» **Paginafragment**
○ ○ ○ ○ ○ ○ ○

Aan de minste van Mijn broeders:
   
Het werk van 'Tot Heil des Volks' 1855-2005
door O.W. Dubois & K. de Jong,
Amsterdam: Oogstpublicaties
(i.s.m. [Heerenveen:] Barnabas 2005),
ISBN 9789085200444
355 blz., prijs: € 14,50.

3 RECENSIES


3. Reformatorisch Dagblad - 22 februari 2006 - www.refdag.nl 

Een blok turf en een Bijbel 
 
Boekrecensie door Niels van Driel 

In 1855 begeeft de Réveilpredikant Jan de Liefde zich onder het volk met onder zijn ene arm een blok turf en onder zijn andere arm een Bijbel. De vereniging Tot Heil des Volks gebruikt dit optreden als een metafoor om haar manier van werken te illustreren. 

Sinds 150 jaar verleent het Heil praktische hulp en geeft de Bijbelse boodschap door. Het jubileumboek ”Aan de minste van Mijn broeders” vertelt niet alleen de geschiedenis, maar geeft tegelijk een dwarsdoorsnee van de hulpverleningsactiviteiten. 

De vereniging Tot Heil des Volks beweegt zich veelvuldig onder het volk met verslavingshulp, vrouwenwerk en sociale activiteiten. Als het even mogelijk is, geven de medewerkers het Evangelie door. Bekendheid genieten de Amsterdamse jeugdhotels van The Shelter. Hetzelfde geldt voor de seksuele hulpverlening die Different (tot voor kort EHAH) biedt, ook al heeft deze bekendheid in de kringen van tegenstanders de kleur van beruchtheid.

○ ○ ○ ○ ○ ○ ○

(Datasetitems)
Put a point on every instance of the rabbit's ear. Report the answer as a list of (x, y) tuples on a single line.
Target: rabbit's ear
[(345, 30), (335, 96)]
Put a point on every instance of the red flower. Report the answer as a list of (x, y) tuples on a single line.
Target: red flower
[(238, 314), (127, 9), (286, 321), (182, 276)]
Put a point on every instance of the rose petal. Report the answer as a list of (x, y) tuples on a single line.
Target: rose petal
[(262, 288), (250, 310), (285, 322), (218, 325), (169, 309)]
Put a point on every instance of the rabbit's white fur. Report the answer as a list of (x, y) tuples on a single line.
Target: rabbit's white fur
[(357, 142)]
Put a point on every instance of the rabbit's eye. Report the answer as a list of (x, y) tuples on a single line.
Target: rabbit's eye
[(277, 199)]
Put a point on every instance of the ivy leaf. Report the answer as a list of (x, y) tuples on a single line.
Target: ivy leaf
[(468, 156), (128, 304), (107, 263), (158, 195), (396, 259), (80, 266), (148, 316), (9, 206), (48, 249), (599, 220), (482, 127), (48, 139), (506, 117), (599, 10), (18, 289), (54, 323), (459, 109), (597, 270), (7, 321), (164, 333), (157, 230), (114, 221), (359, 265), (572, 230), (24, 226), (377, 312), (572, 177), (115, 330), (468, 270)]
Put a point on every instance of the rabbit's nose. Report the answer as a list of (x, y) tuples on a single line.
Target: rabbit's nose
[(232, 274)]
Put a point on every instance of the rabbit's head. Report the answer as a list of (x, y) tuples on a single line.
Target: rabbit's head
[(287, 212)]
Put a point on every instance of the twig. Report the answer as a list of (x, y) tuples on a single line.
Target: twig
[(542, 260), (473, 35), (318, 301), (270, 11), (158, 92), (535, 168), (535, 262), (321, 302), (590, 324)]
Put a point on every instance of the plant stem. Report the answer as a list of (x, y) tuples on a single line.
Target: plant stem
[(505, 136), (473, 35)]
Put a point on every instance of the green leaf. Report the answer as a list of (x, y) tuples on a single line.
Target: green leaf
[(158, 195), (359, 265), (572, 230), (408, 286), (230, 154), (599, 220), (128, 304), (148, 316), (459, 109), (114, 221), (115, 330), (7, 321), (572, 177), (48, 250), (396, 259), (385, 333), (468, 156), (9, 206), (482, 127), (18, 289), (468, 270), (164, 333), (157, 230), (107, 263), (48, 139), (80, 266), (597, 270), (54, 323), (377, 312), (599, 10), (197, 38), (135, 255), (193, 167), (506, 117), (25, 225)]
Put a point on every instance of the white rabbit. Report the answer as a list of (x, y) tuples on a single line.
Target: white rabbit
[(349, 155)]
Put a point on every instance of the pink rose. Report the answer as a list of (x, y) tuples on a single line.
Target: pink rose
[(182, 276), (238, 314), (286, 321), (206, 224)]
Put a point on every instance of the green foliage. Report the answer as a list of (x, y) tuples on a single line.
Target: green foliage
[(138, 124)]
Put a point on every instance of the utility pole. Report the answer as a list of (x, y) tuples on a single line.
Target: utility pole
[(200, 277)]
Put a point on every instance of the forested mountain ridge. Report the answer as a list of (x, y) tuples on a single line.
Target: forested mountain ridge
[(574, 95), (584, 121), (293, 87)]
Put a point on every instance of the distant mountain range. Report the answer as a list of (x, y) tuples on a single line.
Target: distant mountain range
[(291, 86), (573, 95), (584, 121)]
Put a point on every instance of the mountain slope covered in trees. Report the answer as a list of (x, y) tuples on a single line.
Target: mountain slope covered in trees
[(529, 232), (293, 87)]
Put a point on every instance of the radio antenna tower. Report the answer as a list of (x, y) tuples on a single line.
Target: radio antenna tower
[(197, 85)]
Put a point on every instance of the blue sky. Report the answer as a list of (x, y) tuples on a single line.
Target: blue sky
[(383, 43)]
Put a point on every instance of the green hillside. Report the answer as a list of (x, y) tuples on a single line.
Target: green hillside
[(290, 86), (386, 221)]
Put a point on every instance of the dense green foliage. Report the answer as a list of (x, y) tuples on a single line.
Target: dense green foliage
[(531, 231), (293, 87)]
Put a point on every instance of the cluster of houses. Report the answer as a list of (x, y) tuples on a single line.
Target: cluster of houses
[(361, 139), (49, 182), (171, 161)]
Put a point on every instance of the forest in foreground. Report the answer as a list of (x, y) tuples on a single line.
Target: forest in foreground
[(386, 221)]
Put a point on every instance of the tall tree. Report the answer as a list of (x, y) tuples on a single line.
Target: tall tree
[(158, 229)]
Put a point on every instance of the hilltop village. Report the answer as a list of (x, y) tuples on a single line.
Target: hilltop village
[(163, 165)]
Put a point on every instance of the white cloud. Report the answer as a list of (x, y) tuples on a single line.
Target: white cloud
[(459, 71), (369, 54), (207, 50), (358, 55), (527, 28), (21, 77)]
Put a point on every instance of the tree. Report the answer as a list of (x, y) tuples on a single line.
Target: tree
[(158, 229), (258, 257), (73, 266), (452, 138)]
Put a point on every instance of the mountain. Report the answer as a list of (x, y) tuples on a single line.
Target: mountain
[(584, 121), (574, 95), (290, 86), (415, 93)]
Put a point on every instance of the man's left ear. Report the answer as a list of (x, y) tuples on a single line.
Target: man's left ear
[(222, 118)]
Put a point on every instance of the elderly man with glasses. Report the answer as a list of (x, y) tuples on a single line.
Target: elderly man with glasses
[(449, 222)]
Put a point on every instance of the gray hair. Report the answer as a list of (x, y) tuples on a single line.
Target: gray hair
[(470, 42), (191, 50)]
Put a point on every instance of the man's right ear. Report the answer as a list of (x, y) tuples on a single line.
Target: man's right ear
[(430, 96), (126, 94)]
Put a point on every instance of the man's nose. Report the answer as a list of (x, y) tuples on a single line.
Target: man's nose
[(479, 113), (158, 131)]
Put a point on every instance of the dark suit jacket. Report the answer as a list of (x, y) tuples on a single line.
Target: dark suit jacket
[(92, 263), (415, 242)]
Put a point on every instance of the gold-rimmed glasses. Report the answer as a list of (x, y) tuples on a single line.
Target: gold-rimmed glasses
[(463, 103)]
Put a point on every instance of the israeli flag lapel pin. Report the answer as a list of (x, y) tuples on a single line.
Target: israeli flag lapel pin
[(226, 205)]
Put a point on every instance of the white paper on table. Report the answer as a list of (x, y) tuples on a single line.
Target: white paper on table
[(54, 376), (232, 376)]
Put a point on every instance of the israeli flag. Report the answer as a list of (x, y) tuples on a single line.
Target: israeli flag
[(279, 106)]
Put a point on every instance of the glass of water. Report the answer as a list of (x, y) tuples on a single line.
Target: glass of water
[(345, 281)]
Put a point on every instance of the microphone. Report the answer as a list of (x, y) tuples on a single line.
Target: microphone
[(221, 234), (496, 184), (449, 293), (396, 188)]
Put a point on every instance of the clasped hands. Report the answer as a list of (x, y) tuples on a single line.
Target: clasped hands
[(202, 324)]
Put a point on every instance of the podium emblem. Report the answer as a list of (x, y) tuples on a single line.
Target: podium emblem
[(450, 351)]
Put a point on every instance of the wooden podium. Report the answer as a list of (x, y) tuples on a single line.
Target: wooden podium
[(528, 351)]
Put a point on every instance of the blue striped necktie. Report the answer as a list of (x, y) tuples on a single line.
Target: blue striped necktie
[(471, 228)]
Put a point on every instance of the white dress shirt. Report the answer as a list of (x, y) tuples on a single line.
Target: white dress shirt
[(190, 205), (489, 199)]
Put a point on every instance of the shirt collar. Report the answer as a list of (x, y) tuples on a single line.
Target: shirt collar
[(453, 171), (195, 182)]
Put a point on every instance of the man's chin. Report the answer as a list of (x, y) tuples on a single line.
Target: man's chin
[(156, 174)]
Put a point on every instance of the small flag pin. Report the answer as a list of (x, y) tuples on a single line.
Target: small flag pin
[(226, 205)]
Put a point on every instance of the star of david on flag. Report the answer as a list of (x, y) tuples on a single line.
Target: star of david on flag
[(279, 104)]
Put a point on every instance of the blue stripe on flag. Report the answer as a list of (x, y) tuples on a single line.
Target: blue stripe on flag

○ ○ ○ ○ ○ ○ ○

» **Opdrachten**
1) Stemmen de volgende beweringen overeen met het paginafragment? Antwoord per bewering met ja of nee en citeer letterlijk de woorden uit het fragment die de doorslag geven.
(a) Jan de Liefde was een Réveilpredikant.
(b) Het jubileumboek telt 355 bladzijden.
(c) Different heette tot voor kort The Shelter.
2) Beantwoord met gegevens uit het paginafragment, één vraag per regel:
(a) Wat is de prijs van het boek?
(b) In welke krant en op welke datum verscheen de recensie?
(c) Van welke organisatie zijn de Amsterdamse jeugdhotels die volgens de recensie bekendheid genieten?

» **Resultaten per opdracht**
1)
(a) Ja: "de Réveilpredikant Jan de Liefde"
(b) Ja: "355 blz."
(c) Nee: "Different (tot voor kort EHAH)"

2)
(a) € 14,50
(b) In het Reformatorisch Dagblad, op 22 februari 2006
(c) Van The Shelter